> Records provided

************

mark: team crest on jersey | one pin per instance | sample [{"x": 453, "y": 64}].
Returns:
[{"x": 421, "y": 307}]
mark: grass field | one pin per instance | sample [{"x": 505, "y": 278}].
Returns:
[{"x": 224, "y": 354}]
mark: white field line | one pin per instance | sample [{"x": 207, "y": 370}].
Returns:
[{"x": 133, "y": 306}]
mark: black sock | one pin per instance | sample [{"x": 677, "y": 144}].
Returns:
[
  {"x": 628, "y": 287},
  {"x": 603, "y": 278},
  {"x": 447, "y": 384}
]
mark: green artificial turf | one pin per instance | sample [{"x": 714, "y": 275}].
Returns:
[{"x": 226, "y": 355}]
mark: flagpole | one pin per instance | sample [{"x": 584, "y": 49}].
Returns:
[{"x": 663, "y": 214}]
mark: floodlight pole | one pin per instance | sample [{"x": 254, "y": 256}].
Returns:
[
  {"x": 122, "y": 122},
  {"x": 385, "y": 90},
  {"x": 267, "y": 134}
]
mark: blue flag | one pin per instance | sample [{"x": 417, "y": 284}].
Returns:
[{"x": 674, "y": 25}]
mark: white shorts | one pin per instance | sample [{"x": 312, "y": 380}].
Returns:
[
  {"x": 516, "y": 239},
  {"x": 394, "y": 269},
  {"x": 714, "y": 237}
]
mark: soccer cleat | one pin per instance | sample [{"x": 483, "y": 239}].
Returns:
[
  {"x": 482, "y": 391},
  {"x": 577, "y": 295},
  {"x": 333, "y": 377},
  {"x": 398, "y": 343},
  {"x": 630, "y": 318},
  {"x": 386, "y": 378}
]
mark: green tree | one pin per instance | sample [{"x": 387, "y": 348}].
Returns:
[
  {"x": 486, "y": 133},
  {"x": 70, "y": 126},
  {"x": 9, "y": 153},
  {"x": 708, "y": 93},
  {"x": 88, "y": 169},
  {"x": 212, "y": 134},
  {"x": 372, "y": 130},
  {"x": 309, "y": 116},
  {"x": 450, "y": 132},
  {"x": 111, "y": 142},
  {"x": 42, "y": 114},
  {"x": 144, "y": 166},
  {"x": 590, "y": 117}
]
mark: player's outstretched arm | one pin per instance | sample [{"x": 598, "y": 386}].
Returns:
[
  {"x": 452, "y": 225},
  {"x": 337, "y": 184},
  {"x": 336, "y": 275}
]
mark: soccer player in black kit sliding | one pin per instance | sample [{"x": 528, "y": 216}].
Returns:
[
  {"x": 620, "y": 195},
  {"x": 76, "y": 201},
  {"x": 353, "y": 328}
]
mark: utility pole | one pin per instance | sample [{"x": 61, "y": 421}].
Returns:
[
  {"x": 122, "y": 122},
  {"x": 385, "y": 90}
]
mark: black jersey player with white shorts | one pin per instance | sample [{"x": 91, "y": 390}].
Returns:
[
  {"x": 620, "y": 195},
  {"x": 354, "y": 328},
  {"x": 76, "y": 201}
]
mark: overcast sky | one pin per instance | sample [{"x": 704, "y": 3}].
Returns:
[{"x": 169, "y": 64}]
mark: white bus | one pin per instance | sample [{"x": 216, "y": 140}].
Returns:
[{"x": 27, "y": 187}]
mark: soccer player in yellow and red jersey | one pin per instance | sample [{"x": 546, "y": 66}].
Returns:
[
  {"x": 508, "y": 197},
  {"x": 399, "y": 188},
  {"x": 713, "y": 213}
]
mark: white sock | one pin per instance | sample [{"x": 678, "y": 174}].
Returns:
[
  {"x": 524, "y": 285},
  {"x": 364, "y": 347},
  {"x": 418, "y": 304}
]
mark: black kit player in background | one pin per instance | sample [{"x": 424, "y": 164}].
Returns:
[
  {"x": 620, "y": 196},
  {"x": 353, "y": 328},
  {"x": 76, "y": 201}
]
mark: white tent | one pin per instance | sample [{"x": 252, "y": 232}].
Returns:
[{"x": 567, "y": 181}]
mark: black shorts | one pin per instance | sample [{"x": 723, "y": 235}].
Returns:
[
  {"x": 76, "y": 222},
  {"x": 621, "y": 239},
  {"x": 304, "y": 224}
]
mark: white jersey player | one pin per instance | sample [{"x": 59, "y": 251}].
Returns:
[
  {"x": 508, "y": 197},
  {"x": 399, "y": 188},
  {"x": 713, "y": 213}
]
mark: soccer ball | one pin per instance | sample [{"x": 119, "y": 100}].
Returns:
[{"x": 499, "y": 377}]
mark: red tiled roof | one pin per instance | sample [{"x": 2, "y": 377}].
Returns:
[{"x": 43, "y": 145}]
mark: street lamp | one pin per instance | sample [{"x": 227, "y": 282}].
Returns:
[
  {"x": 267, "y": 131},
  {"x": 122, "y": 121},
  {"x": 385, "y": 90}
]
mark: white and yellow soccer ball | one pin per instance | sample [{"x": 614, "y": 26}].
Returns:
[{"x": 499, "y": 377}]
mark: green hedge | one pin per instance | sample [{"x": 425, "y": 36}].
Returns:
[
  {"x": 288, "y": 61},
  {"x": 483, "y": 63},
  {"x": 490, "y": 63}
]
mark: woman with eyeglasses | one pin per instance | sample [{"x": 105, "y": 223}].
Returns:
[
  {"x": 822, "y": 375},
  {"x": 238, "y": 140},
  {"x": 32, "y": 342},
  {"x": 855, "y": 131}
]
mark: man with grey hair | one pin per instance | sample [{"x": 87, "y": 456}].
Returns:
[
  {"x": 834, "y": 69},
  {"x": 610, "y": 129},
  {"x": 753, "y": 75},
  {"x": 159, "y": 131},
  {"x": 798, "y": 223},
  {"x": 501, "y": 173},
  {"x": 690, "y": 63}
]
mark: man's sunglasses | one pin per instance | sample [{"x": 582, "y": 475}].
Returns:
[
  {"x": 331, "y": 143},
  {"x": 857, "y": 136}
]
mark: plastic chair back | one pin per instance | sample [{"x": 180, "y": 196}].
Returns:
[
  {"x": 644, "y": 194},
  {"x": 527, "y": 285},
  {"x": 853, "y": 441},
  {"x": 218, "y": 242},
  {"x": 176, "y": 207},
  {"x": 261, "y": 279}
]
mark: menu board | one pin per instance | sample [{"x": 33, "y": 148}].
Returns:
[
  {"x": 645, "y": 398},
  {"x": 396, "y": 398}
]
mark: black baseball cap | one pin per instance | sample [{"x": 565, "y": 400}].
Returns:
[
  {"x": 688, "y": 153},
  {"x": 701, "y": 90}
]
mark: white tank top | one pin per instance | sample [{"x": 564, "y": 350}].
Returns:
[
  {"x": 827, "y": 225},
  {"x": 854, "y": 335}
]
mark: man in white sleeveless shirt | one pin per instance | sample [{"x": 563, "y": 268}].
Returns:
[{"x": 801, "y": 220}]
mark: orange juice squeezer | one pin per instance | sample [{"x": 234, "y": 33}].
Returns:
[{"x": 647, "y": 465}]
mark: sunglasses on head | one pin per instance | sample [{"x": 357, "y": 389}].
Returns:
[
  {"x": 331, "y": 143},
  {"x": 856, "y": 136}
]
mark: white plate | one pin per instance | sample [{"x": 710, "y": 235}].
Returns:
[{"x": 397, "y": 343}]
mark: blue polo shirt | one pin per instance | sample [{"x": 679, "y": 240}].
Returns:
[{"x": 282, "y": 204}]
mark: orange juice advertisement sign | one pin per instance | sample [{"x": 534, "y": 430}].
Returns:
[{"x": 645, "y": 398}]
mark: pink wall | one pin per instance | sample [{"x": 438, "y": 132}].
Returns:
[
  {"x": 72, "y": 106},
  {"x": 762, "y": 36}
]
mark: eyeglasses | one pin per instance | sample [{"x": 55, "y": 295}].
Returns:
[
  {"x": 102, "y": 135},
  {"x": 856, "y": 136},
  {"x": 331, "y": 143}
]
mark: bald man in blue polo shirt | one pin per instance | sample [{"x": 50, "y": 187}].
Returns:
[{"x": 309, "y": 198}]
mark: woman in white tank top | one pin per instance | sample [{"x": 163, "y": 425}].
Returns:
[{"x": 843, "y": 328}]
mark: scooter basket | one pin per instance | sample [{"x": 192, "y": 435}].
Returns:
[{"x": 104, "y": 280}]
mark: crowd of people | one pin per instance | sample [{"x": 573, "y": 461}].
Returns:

************

Reproduce precisely the span of lines that begins at the line containing "mark: eyeglasses |" and ends with the last line of the listing.

> Right answer
mark: eyeglasses | one pin per instance | sample [{"x": 55, "y": 295}].
Returns:
[
  {"x": 102, "y": 135},
  {"x": 856, "y": 136},
  {"x": 331, "y": 143}
]
mark: bald man in blue polo shirt | one pin per instance | sample [{"x": 50, "y": 187}].
Returns:
[{"x": 309, "y": 198}]
mark: woman in white tank top | one pin per instance | sample [{"x": 163, "y": 425}].
Returns:
[{"x": 843, "y": 328}]
mark: scooter basket | one pin per instance | sample [{"x": 192, "y": 435}].
Returns:
[{"x": 104, "y": 280}]
mark: crowd of people | one pin per instance | sample [{"x": 573, "y": 461}].
Returns:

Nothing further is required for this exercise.